Write out the items word for word, starting with the first line and going on through the line that contains "151], [101, 132]]".

++++ RECORDS FOR THE EXERCISE

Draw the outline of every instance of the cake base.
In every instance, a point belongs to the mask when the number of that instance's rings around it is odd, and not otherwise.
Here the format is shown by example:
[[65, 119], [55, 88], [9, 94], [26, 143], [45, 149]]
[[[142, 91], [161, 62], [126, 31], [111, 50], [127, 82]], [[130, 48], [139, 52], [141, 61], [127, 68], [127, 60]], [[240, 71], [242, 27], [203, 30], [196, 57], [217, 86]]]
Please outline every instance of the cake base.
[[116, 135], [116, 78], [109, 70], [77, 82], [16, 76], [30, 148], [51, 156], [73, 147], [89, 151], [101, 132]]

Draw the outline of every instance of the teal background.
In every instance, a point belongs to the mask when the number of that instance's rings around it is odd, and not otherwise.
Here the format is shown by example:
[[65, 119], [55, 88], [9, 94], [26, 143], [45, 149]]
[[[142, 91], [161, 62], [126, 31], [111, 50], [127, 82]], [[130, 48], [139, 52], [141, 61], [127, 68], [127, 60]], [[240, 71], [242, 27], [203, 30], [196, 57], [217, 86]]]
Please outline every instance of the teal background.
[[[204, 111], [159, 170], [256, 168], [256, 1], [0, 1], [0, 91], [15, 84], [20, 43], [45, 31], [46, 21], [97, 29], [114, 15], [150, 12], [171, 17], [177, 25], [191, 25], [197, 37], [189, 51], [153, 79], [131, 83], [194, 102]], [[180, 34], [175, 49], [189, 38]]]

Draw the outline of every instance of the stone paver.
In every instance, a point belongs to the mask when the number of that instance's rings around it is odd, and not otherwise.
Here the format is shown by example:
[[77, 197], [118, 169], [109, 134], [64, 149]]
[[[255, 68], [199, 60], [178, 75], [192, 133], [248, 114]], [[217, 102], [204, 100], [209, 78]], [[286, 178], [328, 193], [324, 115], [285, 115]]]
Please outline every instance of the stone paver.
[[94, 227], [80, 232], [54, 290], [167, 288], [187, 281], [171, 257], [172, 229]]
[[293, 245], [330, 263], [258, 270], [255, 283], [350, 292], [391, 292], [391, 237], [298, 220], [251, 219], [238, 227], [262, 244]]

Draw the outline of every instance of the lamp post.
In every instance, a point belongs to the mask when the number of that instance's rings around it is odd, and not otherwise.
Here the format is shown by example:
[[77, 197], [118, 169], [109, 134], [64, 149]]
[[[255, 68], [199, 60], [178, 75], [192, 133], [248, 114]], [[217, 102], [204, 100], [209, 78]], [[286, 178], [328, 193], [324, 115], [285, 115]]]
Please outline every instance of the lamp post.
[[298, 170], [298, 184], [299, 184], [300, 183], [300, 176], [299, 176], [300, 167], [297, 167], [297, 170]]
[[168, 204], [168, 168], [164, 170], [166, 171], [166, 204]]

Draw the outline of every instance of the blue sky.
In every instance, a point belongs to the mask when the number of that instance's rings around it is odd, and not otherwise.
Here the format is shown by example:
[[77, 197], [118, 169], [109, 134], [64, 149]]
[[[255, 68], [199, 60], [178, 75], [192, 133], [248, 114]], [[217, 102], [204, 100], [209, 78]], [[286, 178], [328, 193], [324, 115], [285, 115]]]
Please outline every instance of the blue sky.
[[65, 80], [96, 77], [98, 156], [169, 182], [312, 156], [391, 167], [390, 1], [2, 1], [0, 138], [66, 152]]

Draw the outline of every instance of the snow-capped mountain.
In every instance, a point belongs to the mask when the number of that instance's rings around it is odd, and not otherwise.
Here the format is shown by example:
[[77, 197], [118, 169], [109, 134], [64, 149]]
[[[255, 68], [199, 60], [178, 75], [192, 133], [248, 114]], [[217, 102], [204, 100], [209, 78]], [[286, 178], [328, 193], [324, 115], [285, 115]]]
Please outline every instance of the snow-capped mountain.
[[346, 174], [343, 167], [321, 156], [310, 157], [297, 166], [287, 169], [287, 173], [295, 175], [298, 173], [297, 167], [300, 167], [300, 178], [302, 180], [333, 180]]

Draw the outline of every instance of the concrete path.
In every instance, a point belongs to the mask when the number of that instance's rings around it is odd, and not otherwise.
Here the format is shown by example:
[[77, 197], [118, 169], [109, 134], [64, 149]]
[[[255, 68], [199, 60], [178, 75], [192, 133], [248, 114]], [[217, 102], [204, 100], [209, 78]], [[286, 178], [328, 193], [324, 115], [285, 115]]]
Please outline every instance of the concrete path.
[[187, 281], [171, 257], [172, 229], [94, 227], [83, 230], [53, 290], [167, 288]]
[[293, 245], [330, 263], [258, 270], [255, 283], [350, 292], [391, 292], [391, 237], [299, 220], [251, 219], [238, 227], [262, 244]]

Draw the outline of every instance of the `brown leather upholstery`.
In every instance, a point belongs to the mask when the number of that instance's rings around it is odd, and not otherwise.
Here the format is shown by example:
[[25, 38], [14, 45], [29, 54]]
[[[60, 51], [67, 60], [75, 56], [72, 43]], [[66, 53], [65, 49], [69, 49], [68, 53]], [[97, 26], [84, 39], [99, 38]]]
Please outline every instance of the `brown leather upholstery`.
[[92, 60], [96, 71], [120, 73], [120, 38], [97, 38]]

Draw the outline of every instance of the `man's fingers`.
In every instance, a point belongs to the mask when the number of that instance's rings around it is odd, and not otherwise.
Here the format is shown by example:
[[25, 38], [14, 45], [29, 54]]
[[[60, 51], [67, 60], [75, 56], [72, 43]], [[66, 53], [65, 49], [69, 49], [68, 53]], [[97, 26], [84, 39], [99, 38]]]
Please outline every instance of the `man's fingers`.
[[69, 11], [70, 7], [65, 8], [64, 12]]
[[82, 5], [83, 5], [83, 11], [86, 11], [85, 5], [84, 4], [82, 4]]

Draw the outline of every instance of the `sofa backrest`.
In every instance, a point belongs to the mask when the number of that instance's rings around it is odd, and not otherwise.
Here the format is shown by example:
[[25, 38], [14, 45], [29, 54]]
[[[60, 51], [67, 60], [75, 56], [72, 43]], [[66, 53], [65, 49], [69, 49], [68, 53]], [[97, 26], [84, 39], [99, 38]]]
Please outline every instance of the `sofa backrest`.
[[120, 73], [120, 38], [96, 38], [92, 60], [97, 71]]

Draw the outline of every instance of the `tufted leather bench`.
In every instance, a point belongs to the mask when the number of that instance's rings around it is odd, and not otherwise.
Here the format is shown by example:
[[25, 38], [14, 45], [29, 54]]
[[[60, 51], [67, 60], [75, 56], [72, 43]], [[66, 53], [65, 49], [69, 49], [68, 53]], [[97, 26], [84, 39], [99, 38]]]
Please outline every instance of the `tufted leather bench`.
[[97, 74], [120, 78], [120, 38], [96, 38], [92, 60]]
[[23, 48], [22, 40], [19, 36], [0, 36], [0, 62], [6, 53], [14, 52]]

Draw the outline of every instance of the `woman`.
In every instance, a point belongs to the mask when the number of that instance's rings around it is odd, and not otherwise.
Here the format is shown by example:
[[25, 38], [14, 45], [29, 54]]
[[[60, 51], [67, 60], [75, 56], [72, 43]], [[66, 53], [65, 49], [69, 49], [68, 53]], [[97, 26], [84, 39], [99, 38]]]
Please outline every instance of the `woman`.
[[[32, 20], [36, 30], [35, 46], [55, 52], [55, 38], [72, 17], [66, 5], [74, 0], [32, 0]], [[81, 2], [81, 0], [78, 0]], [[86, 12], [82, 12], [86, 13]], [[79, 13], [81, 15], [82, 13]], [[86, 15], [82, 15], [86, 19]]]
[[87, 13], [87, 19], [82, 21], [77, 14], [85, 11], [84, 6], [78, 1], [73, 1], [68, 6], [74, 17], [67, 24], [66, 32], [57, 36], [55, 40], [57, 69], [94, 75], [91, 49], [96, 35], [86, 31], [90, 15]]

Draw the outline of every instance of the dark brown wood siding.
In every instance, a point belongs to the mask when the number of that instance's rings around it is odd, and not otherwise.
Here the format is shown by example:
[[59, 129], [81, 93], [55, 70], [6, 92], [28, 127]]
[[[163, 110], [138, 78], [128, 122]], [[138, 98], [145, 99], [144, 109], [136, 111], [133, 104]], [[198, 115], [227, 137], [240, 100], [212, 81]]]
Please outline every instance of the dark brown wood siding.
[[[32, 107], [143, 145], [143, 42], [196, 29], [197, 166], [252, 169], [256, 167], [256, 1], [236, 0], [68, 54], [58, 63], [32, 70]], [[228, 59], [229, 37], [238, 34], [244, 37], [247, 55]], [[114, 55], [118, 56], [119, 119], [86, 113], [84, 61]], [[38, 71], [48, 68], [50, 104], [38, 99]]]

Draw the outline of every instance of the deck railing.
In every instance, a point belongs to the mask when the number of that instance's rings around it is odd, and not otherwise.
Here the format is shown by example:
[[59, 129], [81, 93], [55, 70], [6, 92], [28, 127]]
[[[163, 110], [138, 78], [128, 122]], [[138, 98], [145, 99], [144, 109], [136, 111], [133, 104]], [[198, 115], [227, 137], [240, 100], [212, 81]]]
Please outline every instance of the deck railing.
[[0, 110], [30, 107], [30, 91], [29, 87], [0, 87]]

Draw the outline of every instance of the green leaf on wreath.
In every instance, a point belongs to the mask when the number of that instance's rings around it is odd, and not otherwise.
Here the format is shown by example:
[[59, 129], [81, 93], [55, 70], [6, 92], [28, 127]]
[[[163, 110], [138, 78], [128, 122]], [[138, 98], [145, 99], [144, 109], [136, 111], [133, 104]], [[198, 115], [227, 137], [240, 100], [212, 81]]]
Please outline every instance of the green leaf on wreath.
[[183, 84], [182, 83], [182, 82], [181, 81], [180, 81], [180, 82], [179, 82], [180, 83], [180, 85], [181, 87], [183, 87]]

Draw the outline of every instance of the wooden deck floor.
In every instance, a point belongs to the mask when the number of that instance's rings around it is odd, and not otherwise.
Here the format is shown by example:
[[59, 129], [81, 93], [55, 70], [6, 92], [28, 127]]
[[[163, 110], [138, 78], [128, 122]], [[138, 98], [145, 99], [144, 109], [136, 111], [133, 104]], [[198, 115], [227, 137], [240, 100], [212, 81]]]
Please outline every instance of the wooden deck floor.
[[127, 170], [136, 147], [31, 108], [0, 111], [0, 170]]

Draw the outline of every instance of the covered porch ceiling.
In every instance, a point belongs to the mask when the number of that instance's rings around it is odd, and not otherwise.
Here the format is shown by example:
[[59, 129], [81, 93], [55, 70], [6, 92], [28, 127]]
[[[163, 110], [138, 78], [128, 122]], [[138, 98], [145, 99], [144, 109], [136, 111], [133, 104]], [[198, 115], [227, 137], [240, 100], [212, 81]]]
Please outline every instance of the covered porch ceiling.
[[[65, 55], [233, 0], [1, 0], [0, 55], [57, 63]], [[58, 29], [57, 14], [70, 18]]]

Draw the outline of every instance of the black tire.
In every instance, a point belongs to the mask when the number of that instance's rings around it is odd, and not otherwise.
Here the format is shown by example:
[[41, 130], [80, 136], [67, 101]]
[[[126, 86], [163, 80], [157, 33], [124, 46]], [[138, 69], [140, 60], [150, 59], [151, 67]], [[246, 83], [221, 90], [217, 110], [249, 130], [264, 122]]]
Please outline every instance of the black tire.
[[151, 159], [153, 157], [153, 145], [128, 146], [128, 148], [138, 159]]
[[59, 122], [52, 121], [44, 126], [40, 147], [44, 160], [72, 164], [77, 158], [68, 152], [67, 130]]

++++++++

▸ FINISHED EXERCISE
Draw the outline of every instance of the cake base.
In every instance, a point belongs to the mask when the number of that instance's rings around it is odd, and not otherwise.
Here the format is shown by example:
[[65, 119], [55, 88], [9, 94], [26, 143], [45, 149]]
[[[142, 91], [161, 62], [126, 31], [111, 50], [127, 82]], [[130, 48], [139, 52], [141, 61], [127, 68], [127, 60]], [[240, 71], [242, 27], [203, 30], [196, 57], [217, 86]]]
Please outline every instance of the cake base.
[[116, 135], [116, 78], [109, 70], [77, 82], [16, 76], [30, 148], [51, 156], [73, 147], [89, 151], [101, 132]]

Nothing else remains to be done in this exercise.